— Begin Material to process —
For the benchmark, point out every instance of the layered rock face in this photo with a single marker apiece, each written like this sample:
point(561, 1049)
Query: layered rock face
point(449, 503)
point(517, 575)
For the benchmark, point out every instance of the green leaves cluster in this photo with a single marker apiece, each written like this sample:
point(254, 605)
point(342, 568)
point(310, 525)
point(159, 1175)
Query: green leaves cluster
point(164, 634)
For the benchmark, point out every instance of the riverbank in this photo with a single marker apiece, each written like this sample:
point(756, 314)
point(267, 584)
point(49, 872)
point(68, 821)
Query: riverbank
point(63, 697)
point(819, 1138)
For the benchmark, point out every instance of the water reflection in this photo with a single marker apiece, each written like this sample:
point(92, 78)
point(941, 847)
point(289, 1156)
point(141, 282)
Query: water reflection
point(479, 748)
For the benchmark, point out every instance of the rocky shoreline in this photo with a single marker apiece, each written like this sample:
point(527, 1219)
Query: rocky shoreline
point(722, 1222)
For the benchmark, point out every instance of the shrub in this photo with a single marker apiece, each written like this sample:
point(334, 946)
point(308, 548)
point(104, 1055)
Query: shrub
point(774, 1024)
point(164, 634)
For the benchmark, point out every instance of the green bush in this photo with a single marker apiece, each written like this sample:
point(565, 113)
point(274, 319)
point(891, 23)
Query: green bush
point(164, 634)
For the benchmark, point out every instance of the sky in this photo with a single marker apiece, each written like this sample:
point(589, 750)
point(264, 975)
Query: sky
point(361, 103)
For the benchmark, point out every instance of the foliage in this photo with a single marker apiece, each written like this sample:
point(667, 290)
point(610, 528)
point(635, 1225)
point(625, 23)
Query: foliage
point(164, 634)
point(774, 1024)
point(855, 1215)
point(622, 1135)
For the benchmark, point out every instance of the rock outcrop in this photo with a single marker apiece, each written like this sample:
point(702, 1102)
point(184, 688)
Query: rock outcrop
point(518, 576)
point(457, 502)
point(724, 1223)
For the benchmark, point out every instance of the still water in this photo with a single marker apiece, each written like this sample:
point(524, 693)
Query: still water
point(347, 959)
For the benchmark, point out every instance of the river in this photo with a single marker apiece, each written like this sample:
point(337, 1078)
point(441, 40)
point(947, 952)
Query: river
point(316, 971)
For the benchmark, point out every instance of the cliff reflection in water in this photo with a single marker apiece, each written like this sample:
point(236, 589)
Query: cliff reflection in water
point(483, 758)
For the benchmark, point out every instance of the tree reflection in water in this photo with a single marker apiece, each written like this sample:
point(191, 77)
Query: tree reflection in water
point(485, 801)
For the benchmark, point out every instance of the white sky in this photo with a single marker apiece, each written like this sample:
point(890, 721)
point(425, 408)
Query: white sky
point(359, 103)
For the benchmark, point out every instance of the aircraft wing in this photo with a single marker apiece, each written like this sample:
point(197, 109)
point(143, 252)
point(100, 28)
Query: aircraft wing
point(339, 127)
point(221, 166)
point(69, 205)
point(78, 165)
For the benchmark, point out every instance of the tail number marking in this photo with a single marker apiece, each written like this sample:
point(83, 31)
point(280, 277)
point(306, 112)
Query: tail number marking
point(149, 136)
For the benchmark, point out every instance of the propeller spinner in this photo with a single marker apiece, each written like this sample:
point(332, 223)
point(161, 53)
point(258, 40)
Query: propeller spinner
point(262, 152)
— End Material to process —
Task objective = Reproduce the items word for word, from the line containing "For the benchmark, point out every instance of the still" through the line containing "point(483, 758)", with both of those lines included.

Answer to this task =
For the benchmark, point out every instance of the still water in this photo with a single marker apiece, each written like this sample:
point(524, 693)
Query: still water
point(347, 959)
For the benchmark, point out every instance of the river in this photo with a single marker apiece, each written like this sample:
point(337, 1078)
point(441, 40)
point(947, 952)
Query: river
point(316, 971)
For the benchmark, point out every instance of the cliff reflection in water in this photo with a single marker apiece, each written like this sample:
point(236, 589)
Query: cliff reflection in water
point(483, 758)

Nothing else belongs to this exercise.